SELECTED TEXT ::
Hakugei, A Physics Meta, or: the physics of backspin on tennis balls
Back in the day when I read Tenipuri for the very first time, I possessed a combination of three unfortunate traits: 1. I was a high school student, 2. I was a physics nerd, and 3. I played tennis. All this means I ended up loving Fuji Shuusuke far more than I should, because his counters are a thing of beauty and look like something that could just pop up in my physics exam. I may or may not have spent weeks playing with ball spins and getting yelled at by my tennis coach trying to figure out Fuji's counters. I admit to nothing.
So now I will hold a little physics class on one of my favorite tenipuri shots. Several disclaimers before we start:
Bear in mind that I am in no way an expert in physics or tennis; do not read this meta for anything other than your own amusement, or the Gods of Tennis, Academia, and References will judge you.
While I will be talking about how certain tenipuri shots are physically possible, I will not be talking about whether or not a human being can hit these shots with a racket. That would require calculating force and rotation speed, and I’m not doing that because I hate math.

LISTED RECORDS ::
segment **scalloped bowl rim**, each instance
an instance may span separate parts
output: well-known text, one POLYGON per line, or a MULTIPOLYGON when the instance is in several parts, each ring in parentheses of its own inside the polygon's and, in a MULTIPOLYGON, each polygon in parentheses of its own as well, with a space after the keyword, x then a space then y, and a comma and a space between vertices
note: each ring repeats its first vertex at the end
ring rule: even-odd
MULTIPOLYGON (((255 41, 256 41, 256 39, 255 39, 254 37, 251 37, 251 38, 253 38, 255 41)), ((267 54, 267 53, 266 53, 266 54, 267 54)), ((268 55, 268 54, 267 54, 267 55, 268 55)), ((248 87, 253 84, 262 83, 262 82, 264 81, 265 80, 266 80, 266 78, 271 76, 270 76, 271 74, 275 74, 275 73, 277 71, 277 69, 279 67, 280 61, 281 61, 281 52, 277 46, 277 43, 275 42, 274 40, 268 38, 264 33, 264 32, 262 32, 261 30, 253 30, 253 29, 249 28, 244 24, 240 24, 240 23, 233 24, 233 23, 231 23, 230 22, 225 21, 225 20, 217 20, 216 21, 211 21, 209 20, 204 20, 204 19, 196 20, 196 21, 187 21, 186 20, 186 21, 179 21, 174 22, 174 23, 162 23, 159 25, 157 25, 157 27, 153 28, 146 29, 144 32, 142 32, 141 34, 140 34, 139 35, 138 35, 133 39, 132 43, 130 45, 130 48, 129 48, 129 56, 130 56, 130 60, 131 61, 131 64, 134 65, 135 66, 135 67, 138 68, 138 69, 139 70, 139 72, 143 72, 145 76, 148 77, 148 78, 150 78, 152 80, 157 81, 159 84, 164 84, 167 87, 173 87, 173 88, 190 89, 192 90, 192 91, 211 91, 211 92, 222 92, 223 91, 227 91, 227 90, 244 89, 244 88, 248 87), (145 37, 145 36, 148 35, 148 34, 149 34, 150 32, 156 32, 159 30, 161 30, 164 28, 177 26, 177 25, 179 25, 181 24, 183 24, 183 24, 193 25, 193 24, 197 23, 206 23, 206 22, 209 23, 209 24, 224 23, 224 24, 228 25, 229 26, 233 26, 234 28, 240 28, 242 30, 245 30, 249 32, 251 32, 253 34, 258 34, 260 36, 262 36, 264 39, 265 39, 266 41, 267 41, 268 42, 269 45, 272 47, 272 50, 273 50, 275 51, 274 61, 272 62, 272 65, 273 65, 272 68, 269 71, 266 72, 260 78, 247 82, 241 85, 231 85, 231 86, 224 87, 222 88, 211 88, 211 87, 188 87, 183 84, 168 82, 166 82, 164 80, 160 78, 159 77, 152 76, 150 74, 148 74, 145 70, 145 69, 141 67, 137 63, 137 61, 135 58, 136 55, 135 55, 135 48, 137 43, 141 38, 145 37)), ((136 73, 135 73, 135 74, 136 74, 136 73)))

WORK TO BE COMPLETED :: Please say which three traits the writer of the tennis physics post had when first reading Tenipuri. Answer using only the tennis physics post.

TASK OUTPUT :: The writer was a high school student, a physics nerd, and a tennis player.